EXCERPTED PASSAGE:
Remember that those messages may contain any arbitrary data and that the invoked program may not be able to handle this or may allow certain actions that are under control of the person who created the message. This may open a big security hole! For example: do not use /bin/mail or mailx to mail the message or a report to an email-address. Those programs have special escape-features that can be used to invoke other programs or to modify files!

Another known pitfall is to open a context for a hostname. Remember, that a message is stored in this context if the hostname appears anywhere in the line. Especially if you forward syslog() messages to another host then the messages file may contain the name of the host who forwarded the message to the central loghost. To avoid matching in the hostname part you might want to ignore the first 20 chars using “^.{20,}hostname” or describe the format of the log message file in detail. Example: ignore the first 16 chars (the timestamp) and the first following word (the hostname) ^.{16}[^ *hostname

Another problem is the use of submatches in new definitions of regular expressions. For example: the hostname may contain dots “.” which is interpreted (while matching lines against match_regex definitions) as "any character". You will usually not miss entries but also match a little bit more than expected. Let’s say you have a hostname like "what.is.this.de" and create a context using this as match_regex. This regex will also match strings like "what-is.this.de" or "what7is+this_de". This maybe called a bug in the program, but correct escaping of regular expressions is not trivial and is currently not implemented in Logsurfer.

Now to some real example configuration lines:

'.*' - - - 0 exec "/bin/echo $0"

1	'.*' - - - 0 exec "/bin/echo $0"

This is a very simple testrule that matches everything (‘.*’) without exceptions (the first “-“). It has no self-destroy matching rules (the next to “-“) and no timeout (the “0”). For each message line it invokes the external command /bin/echo with the complete message line as an argument. The result will be, that every input line is echoed to the standard output. If you put the example line in a file called testconf then you might want to use logsurfer -c testconf to start Logsurfer with this configuration file. Every line you type in should be echoed.

'ftpd\[([0-9]*)\]: connection from' - - - 0
        open "ftpd\\[$2\\]:" - 4000 10800 1800 ignore

1 2	'ftpd\[([0-9]*)\]: connection from' - - - 0 open "ftpd\\[$2\\]:" - 4000 10800 1800 ignore

This entry will open a new context for each new ftp connection. The context will include every log line that contains ftpd[<pid>]: (with pid the process id of the ftp-session) in it. One session has a maximum of 4000 lines and is a maximum of 3 hours long. It is expected that there will be at least every 30 minutes a new ftp-command – otherwise the default action will be executed. Of course you won’t use ignore in real life (this was just to shorten the example here).

'ftpd\[([0-9]*)\]: FTP session closed' - - - 0
    delete "ftpd\\[$2\\]:"

1 2	'ftpd\[([0-9]*)\]: FTP session closed' - - - 0 delete "ftpd\\[$2\\]:"

We delete (forget) the collected context if the ftp session ends.

'ftpd\[([0-9]*)\]: failed login from ([^ ]*) \[([0-9.]*)' - - - 0
    report "/usr/lib/sendmail -odq root" "ftpd\\[$2\\]:" "^.{19,}$3" "^.{19,}$4"

RAW DATA:
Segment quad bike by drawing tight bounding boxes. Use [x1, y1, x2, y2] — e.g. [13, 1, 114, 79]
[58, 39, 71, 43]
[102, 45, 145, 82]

WHAT IS ASKED:
A – Could you repeat word for word the part of the Logsurfer text that runs from "This is a very" down to "should be echoed."?
B – What follows in the Logsurfer text? Continue it from the point where it stops.

RESULTS IN ORDER:
A –
This is a very simple testrule that matches everything (‘.*’) without exceptions (the first “-“). It has no self-destroy matching rules (the next to “-“) and no timeout (the “0”). For each message line it invokes the external command /bin/echo with the complete message line as an argument. The result will be, that every input line is echoed to the standard output. If you put the example line in a file called testconf then you might want to use logsurfer -c testconf to start Logsurfer with this configuration file. Every line you type in should be echoed.

B –
1 2	'ftpd\[([0-9])\]: failed login from ([^ ]) \[([0-9.]*)' - - - 0 report "/usr/lib/sendmail -odq root" "ftpd\\[$2\\]:" "^.{19,}$3" "^.{19,}$4"

If you get a failed login via FTP you will sent all information about the current ftp-session, about the hostname and about the ip-address via sendmail to the sysadmin (root). This example assumes, that you also have opened contexts for the hostname ^.{19,}$3 and the ip-addr. The string ^.{19,} was used to not match the hostname in the first 19 chars (in the syslog information this is the host that has generated the syslog message).

'ftpd\[([0-9]*)\]: cmd failure - not logged in' - - - 0
        rule before "ftpd\\[($2)\\]: FTP session closed" - '.*' - 1800 report
        "/usr/lib/sendmail -odq root" "ftpd\\[$2\\]:"

'ftpd\[([0-9]*)\]: cmd failure - not logged in' - - - 0

rule before "ftpd\\[($2)\\]: FTP session closed" - '.*' - 1800 report

"/usr/lib/sendmail -odq root" "ftpd\\[$2\\]:"

If someone has tried to issue an ftp command without being logged in then you add another rule, that waits for the end of the ftp-session, sends the summary of the ftp-session via sendmail to root and deletes itself (we do not need this rule any longer, because the ftp-session has been closed). Remember to put this rule before the general rule that handles the FTP session closed message or this rule won’t be reached.

This configuration examples might look a little bit confusing but if you play a with the configuration facilities you will learn how to use them.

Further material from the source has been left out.